*Aim*. Rewrite the listing below, changing every "Whereabouts" to "Where" and leaving all other text unchanged.
:: Task data
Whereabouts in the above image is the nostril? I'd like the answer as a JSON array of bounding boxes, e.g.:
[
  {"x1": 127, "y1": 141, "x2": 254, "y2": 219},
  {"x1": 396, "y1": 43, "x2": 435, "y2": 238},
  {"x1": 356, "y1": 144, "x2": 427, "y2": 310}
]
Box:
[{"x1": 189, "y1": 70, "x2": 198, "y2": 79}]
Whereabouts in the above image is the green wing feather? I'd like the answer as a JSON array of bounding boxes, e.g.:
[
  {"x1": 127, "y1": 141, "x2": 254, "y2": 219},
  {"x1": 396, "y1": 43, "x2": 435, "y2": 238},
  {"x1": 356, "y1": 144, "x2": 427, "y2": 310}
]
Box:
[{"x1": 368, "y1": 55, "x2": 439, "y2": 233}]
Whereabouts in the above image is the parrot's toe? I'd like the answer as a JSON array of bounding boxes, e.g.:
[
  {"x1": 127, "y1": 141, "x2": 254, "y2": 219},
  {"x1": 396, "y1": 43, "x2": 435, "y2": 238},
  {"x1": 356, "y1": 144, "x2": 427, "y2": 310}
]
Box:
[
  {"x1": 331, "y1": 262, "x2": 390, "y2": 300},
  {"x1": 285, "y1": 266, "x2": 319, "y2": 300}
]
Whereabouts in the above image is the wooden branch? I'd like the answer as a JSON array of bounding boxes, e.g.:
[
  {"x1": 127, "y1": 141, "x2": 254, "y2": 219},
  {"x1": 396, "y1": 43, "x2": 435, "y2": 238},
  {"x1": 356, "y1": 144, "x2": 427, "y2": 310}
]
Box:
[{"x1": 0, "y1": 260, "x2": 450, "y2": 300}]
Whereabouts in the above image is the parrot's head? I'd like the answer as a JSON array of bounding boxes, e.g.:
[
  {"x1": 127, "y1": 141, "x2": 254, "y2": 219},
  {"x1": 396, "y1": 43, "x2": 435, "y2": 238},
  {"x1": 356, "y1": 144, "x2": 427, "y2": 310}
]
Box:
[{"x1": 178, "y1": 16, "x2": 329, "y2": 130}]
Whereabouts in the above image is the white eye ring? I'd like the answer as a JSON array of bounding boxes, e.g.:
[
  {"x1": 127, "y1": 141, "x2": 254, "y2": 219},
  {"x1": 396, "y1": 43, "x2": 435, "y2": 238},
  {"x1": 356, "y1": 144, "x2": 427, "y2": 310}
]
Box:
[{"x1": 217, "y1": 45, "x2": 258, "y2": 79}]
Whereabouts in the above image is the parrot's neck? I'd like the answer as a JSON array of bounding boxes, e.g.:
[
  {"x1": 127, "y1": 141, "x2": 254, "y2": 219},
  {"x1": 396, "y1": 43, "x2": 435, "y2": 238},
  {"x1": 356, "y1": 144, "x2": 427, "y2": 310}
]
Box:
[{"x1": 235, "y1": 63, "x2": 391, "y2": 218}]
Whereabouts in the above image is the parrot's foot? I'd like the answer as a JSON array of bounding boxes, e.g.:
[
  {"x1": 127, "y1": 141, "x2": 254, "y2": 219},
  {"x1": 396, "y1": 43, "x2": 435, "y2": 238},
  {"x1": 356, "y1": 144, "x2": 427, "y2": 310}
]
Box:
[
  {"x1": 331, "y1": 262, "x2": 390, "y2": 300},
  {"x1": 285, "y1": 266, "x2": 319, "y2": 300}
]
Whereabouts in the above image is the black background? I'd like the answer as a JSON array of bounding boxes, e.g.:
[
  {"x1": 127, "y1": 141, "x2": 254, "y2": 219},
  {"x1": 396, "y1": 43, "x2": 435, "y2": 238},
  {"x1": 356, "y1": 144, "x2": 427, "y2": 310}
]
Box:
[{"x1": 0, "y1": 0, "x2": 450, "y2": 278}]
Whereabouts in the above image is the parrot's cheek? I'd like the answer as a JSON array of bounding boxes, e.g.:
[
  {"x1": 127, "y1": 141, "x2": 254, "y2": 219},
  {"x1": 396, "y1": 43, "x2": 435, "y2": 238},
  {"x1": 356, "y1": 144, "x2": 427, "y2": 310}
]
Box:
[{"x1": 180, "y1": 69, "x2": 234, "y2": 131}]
::::
*Task solution*.
Where in the above image is the nostril? I'd like the answer as a JSON array of bounding boxes, e.g.:
[
  {"x1": 127, "y1": 141, "x2": 254, "y2": 219},
  {"x1": 396, "y1": 43, "x2": 435, "y2": 238},
  {"x1": 356, "y1": 144, "x2": 427, "y2": 310}
]
Box:
[{"x1": 189, "y1": 70, "x2": 198, "y2": 79}]
Where in the above image is the green wing feather? I'd like the answer as a JSON array of bounding boxes, e.g.:
[
  {"x1": 127, "y1": 141, "x2": 254, "y2": 219},
  {"x1": 396, "y1": 43, "x2": 435, "y2": 238},
  {"x1": 356, "y1": 144, "x2": 427, "y2": 310}
]
Box:
[{"x1": 368, "y1": 55, "x2": 439, "y2": 233}]
Where in the above image is the parrot's toe? I'd like the answer as a JSON array of bounding boxes, e.g.:
[
  {"x1": 127, "y1": 141, "x2": 254, "y2": 219},
  {"x1": 396, "y1": 43, "x2": 435, "y2": 238},
  {"x1": 356, "y1": 144, "x2": 427, "y2": 310}
]
Box:
[
  {"x1": 331, "y1": 262, "x2": 390, "y2": 300},
  {"x1": 285, "y1": 266, "x2": 319, "y2": 300}
]
Where in the above image is the wooden branch? I'd like the answer as a JSON array of bounding boxes, e.g.:
[
  {"x1": 127, "y1": 141, "x2": 254, "y2": 219},
  {"x1": 396, "y1": 43, "x2": 435, "y2": 238},
  {"x1": 356, "y1": 144, "x2": 427, "y2": 310}
]
Box:
[{"x1": 0, "y1": 260, "x2": 450, "y2": 300}]
Where in the above image is the parrot's head? I'd like the answer as a JSON array of bounding boxes, e.g.:
[
  {"x1": 127, "y1": 141, "x2": 254, "y2": 219},
  {"x1": 396, "y1": 43, "x2": 435, "y2": 238},
  {"x1": 356, "y1": 144, "x2": 427, "y2": 310}
]
Box:
[{"x1": 178, "y1": 16, "x2": 329, "y2": 130}]
Where in the above image is the white eye ring? I'd like the answer as a JSON array of bounding boxes, e.g.:
[
  {"x1": 127, "y1": 141, "x2": 254, "y2": 219},
  {"x1": 396, "y1": 43, "x2": 435, "y2": 238},
  {"x1": 356, "y1": 144, "x2": 427, "y2": 310}
]
Box:
[{"x1": 217, "y1": 45, "x2": 258, "y2": 79}]
Where in the above image is the parrot's neck? I'd like the answer as a JSON array of bounding boxes, e.g.:
[
  {"x1": 127, "y1": 141, "x2": 254, "y2": 219},
  {"x1": 396, "y1": 43, "x2": 435, "y2": 238},
  {"x1": 356, "y1": 144, "x2": 427, "y2": 310}
]
Box:
[{"x1": 235, "y1": 63, "x2": 391, "y2": 218}]
Where in the above image is the parrot's foot? I'd like the answer as a JSON array of bounding boxes, e.g.:
[
  {"x1": 127, "y1": 141, "x2": 254, "y2": 219},
  {"x1": 396, "y1": 43, "x2": 435, "y2": 238},
  {"x1": 356, "y1": 144, "x2": 427, "y2": 310}
]
Box:
[
  {"x1": 331, "y1": 262, "x2": 390, "y2": 300},
  {"x1": 285, "y1": 266, "x2": 319, "y2": 300}
]
Where in the above image is the black background? I'd like the answer as a JSON array of bounding boxes, e.g.:
[
  {"x1": 127, "y1": 141, "x2": 254, "y2": 219},
  {"x1": 396, "y1": 43, "x2": 435, "y2": 238},
  {"x1": 356, "y1": 144, "x2": 427, "y2": 310}
]
Box:
[{"x1": 0, "y1": 0, "x2": 450, "y2": 278}]
Where in the above image is the parrot's cheek? I'd like the answer as a JSON array of bounding boxes, e.g.:
[
  {"x1": 127, "y1": 141, "x2": 254, "y2": 219},
  {"x1": 396, "y1": 43, "x2": 435, "y2": 238},
  {"x1": 356, "y1": 144, "x2": 427, "y2": 310}
]
Box:
[{"x1": 180, "y1": 69, "x2": 234, "y2": 131}]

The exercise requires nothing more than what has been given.